## TEXT SEGMENT
■ ■ ■ ■ ■ ■ ■

Chris Cornell is a posthumous compilation album by American musician Chris Cornell, released on November 16, 2018. It compiles his solo work, as well as his work with his bands Soundgarden, Temple of the Dog, and Audioslave, and includes a new song titled "When Bad Does Good". The album was released in a variety of versions, including standard and deluxe versions in both digital (download and streaming) and physical formats (CD and vinyl), and a super deluxe box set that includes a total of 64 tracks, including 10 unreleased songs. Cornell's "When Bad Does Good" won a Grammy award in the Best Rock Performance category at the 61st Grammy Awards in 2019, and the album's package won a Grammy for Best Packaging at the 62nd Grammy Awards in 2020.

Background
In a statement, Cornell's wife Vicky said that she felt "we needed to create a special collection to represent all of him – the friend, husband and father, the risk taker and innovator, the poet and artist. His soaring vocals found their way into the hearts and souls of so many. His voice was his vision and his words were his peace. This album is for his fans." Many of Cornell's friends contributed to the album; including being produced by Brendan O'Brien, with Jeff Ament of Pearl Jam creating the artwork.

■ ■ ■ ■ ■ ■ ■

Point placement records:
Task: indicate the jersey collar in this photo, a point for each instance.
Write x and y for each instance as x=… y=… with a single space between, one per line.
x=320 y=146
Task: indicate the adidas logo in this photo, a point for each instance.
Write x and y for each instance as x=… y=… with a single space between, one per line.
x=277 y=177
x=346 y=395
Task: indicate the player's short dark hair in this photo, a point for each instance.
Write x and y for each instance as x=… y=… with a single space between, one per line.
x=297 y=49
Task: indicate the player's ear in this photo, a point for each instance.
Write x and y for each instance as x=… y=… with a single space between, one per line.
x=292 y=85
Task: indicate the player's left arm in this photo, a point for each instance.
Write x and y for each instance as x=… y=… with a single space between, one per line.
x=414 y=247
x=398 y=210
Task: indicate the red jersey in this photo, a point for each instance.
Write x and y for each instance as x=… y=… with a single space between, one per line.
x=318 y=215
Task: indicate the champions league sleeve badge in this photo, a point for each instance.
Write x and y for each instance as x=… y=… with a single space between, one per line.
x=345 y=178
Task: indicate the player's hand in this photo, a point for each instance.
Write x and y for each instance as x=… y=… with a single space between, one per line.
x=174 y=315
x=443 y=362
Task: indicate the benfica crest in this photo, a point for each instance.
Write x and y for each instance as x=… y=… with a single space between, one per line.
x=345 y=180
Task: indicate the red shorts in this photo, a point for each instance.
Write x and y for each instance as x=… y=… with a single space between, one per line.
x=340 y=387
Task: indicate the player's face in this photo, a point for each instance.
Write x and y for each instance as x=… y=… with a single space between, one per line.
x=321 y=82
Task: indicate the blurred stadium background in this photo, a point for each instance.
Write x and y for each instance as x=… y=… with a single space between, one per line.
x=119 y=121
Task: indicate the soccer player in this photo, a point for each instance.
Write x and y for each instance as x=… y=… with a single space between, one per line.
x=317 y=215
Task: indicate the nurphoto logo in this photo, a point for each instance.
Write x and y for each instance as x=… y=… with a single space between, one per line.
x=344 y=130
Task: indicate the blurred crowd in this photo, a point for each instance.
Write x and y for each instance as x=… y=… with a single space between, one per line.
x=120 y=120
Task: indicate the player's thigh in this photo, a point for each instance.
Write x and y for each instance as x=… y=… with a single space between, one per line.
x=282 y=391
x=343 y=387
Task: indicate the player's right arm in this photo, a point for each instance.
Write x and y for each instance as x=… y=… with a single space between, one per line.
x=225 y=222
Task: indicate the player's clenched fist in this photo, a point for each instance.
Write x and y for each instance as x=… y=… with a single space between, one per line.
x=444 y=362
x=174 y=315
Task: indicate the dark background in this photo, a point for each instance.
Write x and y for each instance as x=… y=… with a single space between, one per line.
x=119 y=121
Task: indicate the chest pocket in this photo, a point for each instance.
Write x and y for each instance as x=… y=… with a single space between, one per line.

■ ■ ■ ■ ■ ■ ■

## OBJECTIVES
A) According to the text about the Chris Cornell compilation album, who produced the album?
B) Continue the text about the Chris Cornell compilation album from its last sentence.
The point placement data is separate material from the text about the Chris Cornell compilation album.

## ANSWERS FOR THIS EXERCISE
A) Brendan O'Brien

B)
Artwork
The album's artwork was designed by Jeff Ament, his brother Barry Ament, and creative director Joe Spix. It won a Grammy Award for Best Recording Package in 2020. Jeff Ament told Variety in the Grammy's press room about working on the package:

It was super emotional because we first got the call only five or six weeks after he passed. It felt too soon at that point to be thinking about that. It took us a few months to come up with some images, and it was particularly hard to have conversations with Vicky, his wife. More than anything, I wish he were here accepting this award with us."

Critical reception

Everett True of Classic Rock rated the album four stars out of five, acclaiming Cornell's "killer acoustic versions", including Michael Jackson's "Billie Jean", which he called "throbbing with restrained power", but called his covers of John Lennon's "Imagine" and the Beatles' "A Day in the Life" "ill-advised", as well as "mawkish" and a "perfunctory run-through", respectively. True felt that while "a majority of this collection is given over to Soundgarden", it is still "Cornell's voice that wins through – a star-burst of a scream, a full-throated delight."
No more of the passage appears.